**Description of the task:** Render the lines of every row below as a single numbered list, leaving out any blank lines.

**Entries supplied:**
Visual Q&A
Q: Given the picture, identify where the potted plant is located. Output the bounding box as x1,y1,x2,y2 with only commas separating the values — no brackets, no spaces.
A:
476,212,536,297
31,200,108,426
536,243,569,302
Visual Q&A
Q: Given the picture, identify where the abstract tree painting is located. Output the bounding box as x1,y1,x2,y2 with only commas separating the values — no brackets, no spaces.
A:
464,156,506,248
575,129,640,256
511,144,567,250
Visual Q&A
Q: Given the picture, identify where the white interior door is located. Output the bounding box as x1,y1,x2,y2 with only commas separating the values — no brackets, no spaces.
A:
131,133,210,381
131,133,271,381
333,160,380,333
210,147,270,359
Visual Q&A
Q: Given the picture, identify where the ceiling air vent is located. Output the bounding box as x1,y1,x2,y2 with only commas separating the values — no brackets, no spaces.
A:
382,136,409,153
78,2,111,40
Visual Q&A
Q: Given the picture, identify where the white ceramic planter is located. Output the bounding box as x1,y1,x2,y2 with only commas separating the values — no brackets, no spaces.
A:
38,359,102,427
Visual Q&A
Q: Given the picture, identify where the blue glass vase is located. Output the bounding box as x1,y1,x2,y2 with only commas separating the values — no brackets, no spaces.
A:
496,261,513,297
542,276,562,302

**Answer to the task:**
1. Visual Q&A
2. Q: Given the picture, identify where the potted plant is located. Output the bounding box as x1,y1,x2,y2 with only commas separating the values — no brackets, no spaces.
3. A:
4. 476,212,536,297
5. 31,200,108,426
6. 536,243,569,302
7. Visual Q&A
8. Q: Given the picture, identify where the abstract tree painting is located. Output the bounding box as x1,y1,x2,y2 with only commas separating the values — no brackets, no spaces.
9. A:
10. 464,156,506,248
11. 575,129,640,256
12. 511,144,567,250
13. Visual Q&A
14. Q: Given the picture, identify where the white interior door is located. Output the bounding box as x1,y1,x2,y2 with only commas separating the values — no brackets, no spaces.
15. A:
16. 131,133,210,381
17. 131,133,271,381
18. 333,160,380,333
19. 210,147,270,359
20. Visual Q&A
21. Q: Given the picture, identify where the ceiling air vent is located. Output the bounding box as x1,y1,x2,y2 with only commas separating the values — no brackets, no spaces.
22. A:
23. 382,136,409,153
24. 78,2,111,40
25. Visual Q&A
26. Q: Given the picture, identify where the white ceramic planter is located. Output the bounding box as x1,y1,x2,y2 with only commas separating the values — no brackets, no spaces.
27. A:
28. 38,359,102,427
29. Visual Q&A
30. Q: Given the picture, identify where the blue glass vase is located. Output the bounding box as x1,y1,x2,y2 with only commas separating the values — no brackets, no spaces.
31. A:
32. 496,261,513,297
33. 542,276,562,302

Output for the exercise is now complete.